Dataset items
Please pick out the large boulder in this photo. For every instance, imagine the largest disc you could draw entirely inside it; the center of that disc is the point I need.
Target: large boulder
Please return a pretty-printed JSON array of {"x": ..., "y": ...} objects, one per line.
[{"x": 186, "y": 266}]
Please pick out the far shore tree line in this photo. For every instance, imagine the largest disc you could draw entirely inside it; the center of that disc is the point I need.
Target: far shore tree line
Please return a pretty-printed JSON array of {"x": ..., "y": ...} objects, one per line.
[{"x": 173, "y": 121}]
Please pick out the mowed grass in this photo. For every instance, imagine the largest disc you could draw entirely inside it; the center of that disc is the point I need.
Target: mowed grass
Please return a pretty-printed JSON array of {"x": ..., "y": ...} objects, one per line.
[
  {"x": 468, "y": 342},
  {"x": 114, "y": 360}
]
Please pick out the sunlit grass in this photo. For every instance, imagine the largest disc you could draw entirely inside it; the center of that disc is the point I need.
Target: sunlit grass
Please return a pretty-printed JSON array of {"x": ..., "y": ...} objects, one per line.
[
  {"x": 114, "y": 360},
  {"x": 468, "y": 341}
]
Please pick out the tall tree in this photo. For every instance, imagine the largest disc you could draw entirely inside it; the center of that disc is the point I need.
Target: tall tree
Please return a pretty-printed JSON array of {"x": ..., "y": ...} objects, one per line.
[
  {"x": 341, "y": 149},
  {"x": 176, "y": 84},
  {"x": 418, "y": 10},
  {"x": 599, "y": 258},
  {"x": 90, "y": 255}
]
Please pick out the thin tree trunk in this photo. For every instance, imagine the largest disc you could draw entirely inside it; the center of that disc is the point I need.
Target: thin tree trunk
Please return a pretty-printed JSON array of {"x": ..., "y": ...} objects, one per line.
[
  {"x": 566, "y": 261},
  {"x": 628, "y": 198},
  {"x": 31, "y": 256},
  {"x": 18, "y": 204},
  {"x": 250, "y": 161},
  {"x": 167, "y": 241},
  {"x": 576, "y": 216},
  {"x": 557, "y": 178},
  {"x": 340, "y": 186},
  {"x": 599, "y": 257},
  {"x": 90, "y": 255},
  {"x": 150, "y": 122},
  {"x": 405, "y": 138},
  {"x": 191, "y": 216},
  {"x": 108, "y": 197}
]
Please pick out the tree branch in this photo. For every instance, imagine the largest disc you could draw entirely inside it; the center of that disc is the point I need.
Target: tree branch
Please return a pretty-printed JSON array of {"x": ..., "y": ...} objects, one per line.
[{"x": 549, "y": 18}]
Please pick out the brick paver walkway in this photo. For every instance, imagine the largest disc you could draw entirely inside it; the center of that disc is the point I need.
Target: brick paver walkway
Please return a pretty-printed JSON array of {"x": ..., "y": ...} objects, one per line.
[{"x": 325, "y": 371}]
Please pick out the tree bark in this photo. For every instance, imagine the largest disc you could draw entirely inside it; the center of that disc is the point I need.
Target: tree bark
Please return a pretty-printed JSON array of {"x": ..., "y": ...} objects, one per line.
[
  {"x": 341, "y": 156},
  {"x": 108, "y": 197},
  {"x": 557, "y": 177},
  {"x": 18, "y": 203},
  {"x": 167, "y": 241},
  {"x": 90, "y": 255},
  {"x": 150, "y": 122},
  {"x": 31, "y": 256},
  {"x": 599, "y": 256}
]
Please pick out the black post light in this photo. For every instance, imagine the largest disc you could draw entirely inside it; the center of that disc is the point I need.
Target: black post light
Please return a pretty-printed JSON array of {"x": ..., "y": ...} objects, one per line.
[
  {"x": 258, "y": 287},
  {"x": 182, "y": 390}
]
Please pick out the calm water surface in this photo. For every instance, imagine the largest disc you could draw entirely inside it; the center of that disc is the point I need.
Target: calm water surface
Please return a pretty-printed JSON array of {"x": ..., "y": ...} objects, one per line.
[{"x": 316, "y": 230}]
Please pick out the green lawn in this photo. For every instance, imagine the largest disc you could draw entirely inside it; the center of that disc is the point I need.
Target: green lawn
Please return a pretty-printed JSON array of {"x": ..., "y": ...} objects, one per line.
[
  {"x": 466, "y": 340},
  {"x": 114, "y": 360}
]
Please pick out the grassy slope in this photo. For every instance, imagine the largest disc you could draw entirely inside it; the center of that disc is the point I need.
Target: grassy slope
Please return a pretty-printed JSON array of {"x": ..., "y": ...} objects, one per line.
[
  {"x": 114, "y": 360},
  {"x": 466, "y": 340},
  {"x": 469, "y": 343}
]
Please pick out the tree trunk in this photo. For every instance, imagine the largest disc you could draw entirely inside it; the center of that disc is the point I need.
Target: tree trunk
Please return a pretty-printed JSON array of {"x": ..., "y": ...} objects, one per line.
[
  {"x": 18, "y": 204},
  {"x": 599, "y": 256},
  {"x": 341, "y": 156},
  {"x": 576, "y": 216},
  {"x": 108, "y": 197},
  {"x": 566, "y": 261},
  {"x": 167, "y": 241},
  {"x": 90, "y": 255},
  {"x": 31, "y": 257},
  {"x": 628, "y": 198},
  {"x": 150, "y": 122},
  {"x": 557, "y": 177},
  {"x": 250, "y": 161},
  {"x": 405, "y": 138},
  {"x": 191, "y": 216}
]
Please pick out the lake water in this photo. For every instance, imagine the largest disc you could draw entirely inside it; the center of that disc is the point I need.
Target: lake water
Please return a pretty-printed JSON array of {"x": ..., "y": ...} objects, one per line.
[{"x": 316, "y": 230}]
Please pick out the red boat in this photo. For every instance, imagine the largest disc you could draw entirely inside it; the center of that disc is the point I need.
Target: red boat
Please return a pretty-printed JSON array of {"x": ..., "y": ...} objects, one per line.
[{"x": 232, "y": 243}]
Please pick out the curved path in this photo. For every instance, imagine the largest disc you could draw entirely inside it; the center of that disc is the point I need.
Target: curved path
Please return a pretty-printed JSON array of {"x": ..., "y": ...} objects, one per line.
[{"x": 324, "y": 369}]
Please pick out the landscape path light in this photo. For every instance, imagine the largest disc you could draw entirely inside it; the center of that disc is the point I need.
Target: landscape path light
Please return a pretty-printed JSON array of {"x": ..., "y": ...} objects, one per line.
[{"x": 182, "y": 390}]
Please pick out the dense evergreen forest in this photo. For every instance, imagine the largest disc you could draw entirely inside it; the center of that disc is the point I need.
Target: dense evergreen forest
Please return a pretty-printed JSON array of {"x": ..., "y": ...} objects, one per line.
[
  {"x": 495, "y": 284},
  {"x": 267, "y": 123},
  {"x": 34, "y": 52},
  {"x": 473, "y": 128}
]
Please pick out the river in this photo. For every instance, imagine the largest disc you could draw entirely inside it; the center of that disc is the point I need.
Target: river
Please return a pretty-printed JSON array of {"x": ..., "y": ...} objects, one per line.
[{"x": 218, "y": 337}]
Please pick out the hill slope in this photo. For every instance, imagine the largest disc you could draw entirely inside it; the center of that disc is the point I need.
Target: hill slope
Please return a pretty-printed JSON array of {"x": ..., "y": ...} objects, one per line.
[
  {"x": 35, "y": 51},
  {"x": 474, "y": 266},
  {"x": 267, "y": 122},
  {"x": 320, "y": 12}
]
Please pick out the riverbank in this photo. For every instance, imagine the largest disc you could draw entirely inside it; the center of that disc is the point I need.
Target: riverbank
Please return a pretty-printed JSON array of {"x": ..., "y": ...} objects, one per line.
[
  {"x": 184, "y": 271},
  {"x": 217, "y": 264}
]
--
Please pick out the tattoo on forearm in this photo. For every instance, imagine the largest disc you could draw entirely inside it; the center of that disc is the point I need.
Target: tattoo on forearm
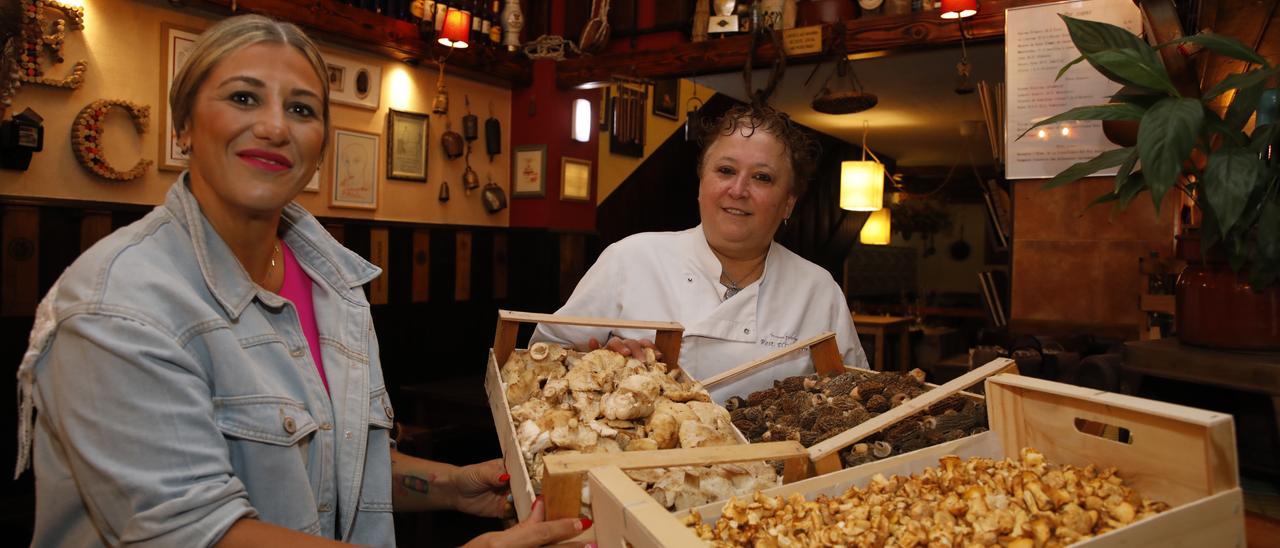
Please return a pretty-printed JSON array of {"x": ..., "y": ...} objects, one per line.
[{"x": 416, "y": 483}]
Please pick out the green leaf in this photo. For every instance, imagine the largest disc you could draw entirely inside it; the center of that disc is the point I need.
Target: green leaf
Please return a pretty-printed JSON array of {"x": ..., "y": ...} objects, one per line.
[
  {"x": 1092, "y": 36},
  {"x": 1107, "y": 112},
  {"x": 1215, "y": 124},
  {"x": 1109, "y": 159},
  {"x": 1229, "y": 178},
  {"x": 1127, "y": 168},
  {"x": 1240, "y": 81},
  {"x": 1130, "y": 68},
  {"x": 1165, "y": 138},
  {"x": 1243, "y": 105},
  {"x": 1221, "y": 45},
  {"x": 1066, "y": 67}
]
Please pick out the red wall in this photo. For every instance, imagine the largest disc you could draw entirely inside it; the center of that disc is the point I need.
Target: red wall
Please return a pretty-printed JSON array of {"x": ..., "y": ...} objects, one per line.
...
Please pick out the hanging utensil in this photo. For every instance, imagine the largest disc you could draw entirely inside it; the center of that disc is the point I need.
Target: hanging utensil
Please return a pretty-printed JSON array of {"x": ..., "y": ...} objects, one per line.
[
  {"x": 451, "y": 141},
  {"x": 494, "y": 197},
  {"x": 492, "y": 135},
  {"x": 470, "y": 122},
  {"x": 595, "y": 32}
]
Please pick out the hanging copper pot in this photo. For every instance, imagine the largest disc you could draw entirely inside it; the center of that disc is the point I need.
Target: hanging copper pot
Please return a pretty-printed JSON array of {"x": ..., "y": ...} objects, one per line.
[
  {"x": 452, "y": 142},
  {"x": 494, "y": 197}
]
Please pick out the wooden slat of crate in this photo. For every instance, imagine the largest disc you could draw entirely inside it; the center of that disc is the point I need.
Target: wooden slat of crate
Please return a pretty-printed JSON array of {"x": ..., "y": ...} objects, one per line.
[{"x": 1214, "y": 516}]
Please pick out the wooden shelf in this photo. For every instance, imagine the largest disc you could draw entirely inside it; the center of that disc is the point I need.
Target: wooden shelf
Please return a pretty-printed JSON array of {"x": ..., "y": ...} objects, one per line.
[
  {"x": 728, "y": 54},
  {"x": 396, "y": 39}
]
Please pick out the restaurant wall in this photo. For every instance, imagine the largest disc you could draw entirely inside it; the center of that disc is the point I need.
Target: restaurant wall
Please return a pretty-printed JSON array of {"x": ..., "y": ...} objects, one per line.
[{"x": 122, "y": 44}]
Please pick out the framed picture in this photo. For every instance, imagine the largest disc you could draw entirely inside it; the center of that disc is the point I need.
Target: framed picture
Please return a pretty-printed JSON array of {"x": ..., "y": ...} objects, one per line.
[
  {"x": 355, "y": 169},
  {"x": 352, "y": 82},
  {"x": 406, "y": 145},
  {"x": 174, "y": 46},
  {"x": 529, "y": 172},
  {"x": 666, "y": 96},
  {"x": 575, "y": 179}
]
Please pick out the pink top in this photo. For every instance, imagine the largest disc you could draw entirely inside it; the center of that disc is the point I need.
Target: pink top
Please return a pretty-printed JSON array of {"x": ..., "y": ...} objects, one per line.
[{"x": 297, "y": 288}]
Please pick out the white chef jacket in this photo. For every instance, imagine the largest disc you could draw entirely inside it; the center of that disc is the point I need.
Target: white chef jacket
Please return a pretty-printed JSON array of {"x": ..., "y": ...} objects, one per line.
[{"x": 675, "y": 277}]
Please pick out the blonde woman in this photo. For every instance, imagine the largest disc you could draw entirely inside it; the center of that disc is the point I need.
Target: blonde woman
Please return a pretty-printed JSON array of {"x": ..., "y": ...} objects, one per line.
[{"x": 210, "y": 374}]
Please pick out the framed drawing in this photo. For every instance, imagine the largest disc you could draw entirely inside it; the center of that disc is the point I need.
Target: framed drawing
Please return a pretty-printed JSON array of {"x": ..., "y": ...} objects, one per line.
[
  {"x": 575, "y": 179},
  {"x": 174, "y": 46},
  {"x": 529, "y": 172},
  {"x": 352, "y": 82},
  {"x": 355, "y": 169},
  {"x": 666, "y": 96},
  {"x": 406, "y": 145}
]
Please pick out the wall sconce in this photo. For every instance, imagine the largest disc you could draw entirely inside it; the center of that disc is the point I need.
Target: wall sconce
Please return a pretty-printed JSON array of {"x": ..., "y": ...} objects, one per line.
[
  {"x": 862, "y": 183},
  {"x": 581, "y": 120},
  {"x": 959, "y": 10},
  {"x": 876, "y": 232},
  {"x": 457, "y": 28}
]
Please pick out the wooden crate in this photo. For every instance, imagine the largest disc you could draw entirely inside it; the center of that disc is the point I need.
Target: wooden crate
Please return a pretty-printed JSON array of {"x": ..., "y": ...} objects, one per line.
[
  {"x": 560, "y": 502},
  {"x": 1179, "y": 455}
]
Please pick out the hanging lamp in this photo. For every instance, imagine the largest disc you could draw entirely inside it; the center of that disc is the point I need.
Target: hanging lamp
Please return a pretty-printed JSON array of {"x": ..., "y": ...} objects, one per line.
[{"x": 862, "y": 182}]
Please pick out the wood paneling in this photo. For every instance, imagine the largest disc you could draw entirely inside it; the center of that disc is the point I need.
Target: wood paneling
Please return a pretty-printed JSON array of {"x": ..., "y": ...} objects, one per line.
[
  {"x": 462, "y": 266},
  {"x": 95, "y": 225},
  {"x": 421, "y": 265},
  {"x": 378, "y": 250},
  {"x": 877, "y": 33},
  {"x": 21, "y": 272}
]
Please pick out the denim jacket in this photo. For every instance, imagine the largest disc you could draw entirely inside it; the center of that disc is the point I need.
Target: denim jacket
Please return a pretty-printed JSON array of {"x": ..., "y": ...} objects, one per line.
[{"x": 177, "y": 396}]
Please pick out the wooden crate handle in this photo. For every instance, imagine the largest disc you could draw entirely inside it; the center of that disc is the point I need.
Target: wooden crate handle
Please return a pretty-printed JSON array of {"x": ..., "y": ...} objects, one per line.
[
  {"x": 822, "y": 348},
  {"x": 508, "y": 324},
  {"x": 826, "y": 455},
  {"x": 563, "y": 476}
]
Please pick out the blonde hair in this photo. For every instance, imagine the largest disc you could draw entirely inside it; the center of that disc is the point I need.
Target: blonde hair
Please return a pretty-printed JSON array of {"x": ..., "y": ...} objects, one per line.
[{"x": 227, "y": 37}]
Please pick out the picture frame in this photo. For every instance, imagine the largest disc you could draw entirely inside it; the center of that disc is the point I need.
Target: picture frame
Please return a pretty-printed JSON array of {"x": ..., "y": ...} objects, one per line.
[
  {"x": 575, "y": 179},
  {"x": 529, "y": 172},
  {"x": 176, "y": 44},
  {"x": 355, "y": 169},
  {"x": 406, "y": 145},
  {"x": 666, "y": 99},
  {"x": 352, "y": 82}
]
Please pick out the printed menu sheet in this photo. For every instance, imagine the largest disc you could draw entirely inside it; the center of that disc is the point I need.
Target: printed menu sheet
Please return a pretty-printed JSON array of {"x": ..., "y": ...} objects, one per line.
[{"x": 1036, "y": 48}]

**EXERCISE AIM:** Turn the material into a Markdown table with the columns Number and Record line, starting with the line that contains "Please pick out the white" and going on through the line that contains "Target: white chef jacket". Leave out any blank lines and include no other lines.

**EXERCISE SOLUTION:**
| Number | Record line |
|---|---|
| 1 | Please pick out the white chef jacket in this photo. For every instance, imagine the largest disc you could draw entirely inside it; the center of that disc is the point I need. |
| 2 | Target: white chef jacket |